**Bitte vervollständigen:**
1 – Wie begründet mrBrown in der Diskussion über Jakarta, dass Jakarta noch relevant ist?
2 – Führe die Diskussion über Jakarta nach ihrem letzten Beitrag weiter.

**Text der Seite:**
# Ist Jakarta heute noch relavant?



## Schuriko (16. Jul 2020)

Ist Jakarta heute noch relavant?


----------



## LimDul (16. Jul 2020)

Ja.


----------



## Schuriko (16. Jul 2020)

LimDul hat gesagt.:


> Ja.


Könntest du es auch Begründen, bitte? Und ich rede jetzt nicht von Alt-Systemen. Diesbezüglich ist es mir schon klar, dass man sich mit J2EE / Jakarta auseinandersetzen sollte.


----------



## mrBrown (16. Jul 2020)

Naja, es wird von fast jedem irgendwie benutzt, nahezu jedes größere Projekt nutzt irgendeine der APIs.


----------



## Schuriko (16. Jul 2020)

mrBrown hat gesagt.:


> Naja, es wird von fast jedem irgendwie benutzt, nahezu jedes größere Projekt nutzt irgendeine der APIs.

**Gegebene Angaben:**
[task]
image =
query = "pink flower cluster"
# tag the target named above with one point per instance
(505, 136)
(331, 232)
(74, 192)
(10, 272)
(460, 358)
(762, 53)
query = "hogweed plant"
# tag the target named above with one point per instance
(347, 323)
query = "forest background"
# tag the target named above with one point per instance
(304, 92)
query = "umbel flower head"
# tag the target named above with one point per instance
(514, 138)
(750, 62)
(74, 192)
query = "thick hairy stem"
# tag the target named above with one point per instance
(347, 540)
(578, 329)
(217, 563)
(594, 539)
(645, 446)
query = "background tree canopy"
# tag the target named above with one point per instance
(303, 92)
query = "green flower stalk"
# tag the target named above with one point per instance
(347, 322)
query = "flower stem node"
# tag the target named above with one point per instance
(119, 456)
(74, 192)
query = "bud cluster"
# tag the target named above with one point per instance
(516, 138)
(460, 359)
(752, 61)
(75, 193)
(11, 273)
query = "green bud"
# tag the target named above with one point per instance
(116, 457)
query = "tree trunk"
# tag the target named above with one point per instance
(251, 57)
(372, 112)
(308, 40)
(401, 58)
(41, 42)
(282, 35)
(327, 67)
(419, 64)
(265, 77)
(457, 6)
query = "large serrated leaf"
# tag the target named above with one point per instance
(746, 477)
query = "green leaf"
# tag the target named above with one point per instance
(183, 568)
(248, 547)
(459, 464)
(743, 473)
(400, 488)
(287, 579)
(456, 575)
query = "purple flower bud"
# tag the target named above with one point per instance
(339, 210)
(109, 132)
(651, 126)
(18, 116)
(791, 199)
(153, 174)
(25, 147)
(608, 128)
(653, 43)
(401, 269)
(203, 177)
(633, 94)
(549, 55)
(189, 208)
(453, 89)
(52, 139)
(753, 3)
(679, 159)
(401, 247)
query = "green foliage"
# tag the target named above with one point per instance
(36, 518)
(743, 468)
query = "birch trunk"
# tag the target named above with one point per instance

**Gelöste Aufgaben:**
1 – Fast jeder benutzt es irgendwie, und nahezu jedes größere Projekt nutzt irgendeine der APIs.

2 –
Natürlich, aber was macht Jakarta besonders, was man mit Java / Spring nicht realisieren könnte? Oder fragen wir anders, wenn ihr die Entscheidung hättet, JavaSE / Spring oder Jakarta wonach richtet ihr eure Entscheidung?


----------



## mrBrown (16. Jul 2020)

Du scheinst Jakarta gleichzusetzen mit „EAR-Deployments in Application-Servern“?


----------



## thecain (16. Jul 2020)

Waw macht Spring besonders was man nur mit Java/Jakarta nicht realisieren könnte?

Sind halt 2 Frameworks mit ähnlichen Features.


----------



## Schuriko (16. Jul 2020)

mrBrown hat gesagt.:


> Du scheinst Jakarta gleichzusetzen mit „EAR-Deployments in Application-Servern“?


Ja richtig, gibts dafür denn noch eine andere Definition?


----------



## Schuriko (16. Jul 2020)

thecain hat gesagt.:


> Waw macht Spring besonders was man nur mit Java/Jakarta nicht realisieren könnte?


Was ist WAW?



thecain hat gesagt.:


> Sind halt 2 Frameworks mit ähnlichen Features.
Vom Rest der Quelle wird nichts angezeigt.